▶ What to produce: Please restate, word for word, the lines below that begin at the one with "positive clicks: (391, 604)" and end at the one with "box: [1016, 478, 1095, 527]". Leave out all other lines.

(Supplied records begins)

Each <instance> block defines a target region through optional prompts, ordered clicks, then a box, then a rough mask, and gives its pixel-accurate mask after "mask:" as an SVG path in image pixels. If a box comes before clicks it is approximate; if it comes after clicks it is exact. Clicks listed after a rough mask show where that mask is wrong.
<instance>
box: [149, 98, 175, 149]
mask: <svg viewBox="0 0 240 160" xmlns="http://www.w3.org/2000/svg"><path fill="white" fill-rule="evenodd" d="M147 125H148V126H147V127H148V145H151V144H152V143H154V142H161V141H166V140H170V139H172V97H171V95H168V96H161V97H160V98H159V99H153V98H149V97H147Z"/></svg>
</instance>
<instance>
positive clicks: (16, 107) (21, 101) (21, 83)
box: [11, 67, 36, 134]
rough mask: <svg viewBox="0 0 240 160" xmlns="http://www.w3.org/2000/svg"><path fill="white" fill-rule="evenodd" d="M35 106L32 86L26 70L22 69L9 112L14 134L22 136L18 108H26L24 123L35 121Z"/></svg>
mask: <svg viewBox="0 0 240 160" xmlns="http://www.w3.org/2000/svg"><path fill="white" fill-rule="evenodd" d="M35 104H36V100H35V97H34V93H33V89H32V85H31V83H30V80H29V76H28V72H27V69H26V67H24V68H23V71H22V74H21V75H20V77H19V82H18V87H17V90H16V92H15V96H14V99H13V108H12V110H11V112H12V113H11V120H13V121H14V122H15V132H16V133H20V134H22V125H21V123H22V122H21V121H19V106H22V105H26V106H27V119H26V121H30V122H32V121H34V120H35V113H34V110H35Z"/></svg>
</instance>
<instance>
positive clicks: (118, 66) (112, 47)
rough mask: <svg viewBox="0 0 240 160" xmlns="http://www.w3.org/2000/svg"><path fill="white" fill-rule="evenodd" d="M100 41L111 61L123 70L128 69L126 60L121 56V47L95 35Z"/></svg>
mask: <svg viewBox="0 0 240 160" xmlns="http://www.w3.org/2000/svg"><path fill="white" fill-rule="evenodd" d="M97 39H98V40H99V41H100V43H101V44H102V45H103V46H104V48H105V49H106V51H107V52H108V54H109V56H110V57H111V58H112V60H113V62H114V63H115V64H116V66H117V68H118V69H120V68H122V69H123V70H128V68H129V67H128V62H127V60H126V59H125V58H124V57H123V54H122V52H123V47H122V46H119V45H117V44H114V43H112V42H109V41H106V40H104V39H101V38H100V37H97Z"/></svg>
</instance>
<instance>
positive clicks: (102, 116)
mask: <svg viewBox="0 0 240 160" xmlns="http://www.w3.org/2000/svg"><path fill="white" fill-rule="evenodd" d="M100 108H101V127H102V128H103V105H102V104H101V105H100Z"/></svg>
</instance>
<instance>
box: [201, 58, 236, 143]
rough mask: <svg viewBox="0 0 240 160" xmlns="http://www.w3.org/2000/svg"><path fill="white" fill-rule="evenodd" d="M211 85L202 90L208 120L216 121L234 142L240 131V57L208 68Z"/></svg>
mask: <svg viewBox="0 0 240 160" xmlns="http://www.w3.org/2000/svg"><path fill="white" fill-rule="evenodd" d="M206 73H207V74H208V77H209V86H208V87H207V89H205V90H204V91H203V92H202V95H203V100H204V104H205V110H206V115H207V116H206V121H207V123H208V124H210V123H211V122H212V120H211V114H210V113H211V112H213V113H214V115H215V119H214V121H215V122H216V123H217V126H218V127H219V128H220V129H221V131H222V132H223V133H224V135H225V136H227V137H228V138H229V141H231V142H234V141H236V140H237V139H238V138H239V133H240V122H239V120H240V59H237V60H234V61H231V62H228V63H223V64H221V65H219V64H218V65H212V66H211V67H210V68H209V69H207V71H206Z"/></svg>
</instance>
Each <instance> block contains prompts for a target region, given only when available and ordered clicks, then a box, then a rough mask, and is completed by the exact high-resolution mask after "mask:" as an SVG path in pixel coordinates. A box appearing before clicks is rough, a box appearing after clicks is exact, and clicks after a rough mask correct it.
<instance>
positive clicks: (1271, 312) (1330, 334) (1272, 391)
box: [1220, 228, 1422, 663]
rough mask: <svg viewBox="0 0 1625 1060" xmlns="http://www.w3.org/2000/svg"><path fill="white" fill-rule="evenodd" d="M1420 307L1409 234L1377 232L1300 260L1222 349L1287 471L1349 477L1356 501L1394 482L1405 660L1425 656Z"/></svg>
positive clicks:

(Supplied records ends)
(Supplied records begins)

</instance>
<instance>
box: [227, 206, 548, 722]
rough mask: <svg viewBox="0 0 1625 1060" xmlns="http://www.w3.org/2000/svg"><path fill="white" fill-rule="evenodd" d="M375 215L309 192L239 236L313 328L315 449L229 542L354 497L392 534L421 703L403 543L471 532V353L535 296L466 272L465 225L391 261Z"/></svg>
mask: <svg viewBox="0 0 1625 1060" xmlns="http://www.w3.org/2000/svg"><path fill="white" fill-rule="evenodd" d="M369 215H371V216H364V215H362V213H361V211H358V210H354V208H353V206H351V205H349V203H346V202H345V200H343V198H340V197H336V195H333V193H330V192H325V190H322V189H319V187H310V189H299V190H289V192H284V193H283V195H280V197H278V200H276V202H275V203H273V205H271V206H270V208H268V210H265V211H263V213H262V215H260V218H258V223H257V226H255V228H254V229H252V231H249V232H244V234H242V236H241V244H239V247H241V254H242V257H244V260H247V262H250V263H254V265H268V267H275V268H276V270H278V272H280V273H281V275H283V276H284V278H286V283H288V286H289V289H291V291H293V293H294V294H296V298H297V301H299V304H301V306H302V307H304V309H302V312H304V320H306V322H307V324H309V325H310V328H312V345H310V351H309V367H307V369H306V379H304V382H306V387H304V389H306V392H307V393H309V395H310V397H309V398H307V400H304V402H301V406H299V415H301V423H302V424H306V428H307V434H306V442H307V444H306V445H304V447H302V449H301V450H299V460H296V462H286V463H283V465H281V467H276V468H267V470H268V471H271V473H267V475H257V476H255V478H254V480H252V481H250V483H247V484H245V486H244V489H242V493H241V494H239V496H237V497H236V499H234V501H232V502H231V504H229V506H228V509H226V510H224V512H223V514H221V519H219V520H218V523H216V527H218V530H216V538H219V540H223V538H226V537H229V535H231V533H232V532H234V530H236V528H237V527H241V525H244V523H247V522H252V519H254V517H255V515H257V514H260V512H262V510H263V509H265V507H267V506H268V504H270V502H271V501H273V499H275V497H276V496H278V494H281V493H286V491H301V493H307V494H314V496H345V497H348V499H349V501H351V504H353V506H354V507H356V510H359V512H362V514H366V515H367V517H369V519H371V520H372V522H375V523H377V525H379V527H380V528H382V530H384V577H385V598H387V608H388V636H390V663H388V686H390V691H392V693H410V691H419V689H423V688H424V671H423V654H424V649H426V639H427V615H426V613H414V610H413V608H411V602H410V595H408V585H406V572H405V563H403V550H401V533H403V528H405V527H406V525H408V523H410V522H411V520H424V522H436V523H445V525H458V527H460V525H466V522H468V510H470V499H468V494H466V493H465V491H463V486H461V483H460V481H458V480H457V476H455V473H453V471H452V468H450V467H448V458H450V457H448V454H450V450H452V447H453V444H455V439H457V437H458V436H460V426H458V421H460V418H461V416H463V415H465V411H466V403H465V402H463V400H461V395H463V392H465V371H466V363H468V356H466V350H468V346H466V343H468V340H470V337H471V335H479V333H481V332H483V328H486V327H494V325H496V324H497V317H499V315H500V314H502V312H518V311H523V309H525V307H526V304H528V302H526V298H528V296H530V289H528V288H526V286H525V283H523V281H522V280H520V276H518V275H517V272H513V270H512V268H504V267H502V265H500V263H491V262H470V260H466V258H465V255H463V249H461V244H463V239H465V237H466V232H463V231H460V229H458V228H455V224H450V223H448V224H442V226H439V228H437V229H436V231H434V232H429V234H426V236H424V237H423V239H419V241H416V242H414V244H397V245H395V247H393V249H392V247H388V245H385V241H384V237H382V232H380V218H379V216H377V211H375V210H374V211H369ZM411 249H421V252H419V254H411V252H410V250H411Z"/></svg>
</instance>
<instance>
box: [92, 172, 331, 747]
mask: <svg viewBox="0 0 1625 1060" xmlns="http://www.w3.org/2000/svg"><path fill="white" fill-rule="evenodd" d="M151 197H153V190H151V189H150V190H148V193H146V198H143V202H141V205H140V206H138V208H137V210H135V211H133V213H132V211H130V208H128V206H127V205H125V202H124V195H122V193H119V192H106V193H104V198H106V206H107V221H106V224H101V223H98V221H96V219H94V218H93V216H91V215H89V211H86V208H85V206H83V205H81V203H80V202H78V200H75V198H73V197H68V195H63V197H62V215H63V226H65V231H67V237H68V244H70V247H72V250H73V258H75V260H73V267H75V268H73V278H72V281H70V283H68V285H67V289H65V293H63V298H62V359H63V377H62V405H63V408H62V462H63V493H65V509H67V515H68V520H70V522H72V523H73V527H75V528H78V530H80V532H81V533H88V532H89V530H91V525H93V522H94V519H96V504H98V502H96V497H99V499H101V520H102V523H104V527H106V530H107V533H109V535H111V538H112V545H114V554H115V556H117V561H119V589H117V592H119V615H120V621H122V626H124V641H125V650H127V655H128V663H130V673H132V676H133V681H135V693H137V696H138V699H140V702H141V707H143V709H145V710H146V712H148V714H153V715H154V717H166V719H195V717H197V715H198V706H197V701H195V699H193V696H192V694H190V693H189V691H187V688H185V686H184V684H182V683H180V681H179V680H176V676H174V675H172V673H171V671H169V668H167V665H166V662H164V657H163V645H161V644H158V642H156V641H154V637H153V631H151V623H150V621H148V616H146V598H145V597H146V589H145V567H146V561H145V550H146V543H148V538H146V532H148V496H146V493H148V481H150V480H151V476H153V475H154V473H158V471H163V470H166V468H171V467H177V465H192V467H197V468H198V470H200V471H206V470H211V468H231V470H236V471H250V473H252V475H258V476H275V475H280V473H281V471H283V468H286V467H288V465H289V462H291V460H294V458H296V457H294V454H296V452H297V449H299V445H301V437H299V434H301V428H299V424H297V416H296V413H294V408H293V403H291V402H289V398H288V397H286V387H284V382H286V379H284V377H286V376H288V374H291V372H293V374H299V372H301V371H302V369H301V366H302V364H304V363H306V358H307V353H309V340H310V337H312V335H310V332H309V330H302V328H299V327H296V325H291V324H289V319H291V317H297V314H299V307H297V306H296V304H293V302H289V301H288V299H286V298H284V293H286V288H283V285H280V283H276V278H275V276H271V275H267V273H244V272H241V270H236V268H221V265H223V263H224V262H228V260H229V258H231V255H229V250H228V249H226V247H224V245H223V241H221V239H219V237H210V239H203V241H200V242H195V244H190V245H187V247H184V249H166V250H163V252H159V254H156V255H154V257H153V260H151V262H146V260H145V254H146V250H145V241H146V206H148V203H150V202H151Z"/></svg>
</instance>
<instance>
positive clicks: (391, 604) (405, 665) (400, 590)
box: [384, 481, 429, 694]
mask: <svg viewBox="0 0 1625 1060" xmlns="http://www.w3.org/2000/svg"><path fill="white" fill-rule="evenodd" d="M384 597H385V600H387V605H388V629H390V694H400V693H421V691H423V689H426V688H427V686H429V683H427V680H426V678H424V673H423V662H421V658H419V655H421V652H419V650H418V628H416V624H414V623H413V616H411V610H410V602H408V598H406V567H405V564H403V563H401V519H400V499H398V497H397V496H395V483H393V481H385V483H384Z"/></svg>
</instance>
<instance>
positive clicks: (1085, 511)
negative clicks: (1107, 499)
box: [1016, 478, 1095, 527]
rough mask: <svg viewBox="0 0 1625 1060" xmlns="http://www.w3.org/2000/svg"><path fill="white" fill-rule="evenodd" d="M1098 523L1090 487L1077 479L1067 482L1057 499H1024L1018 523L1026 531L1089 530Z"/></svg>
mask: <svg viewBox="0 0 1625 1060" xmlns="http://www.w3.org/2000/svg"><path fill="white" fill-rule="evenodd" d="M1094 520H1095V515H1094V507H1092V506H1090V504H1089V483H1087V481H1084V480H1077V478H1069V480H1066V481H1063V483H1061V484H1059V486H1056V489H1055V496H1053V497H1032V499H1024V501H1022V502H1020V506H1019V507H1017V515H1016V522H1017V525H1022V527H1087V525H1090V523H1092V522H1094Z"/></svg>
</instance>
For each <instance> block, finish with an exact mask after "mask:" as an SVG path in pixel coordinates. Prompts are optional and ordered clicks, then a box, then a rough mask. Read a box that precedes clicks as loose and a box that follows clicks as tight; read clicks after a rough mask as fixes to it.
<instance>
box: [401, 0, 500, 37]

(Supplied records ends)

▶ Task answer:
positive clicks: (391, 604) (405, 665) (400, 590)
box: [384, 481, 429, 694]
mask: <svg viewBox="0 0 1625 1060" xmlns="http://www.w3.org/2000/svg"><path fill="white" fill-rule="evenodd" d="M384 597H385V600H387V605H388V629H390V694H400V693H421V691H423V689H426V688H427V686H429V683H427V680H426V678H424V673H423V662H421V658H419V655H421V652H419V650H418V628H416V624H414V623H413V616H411V610H410V602H408V598H406V567H405V564H403V563H401V519H400V499H398V497H397V496H395V483H393V481H385V483H384Z"/></svg>
</instance>
<instance>
positive clicks: (1085, 511)
negative clicks: (1107, 499)
box: [1016, 478, 1095, 527]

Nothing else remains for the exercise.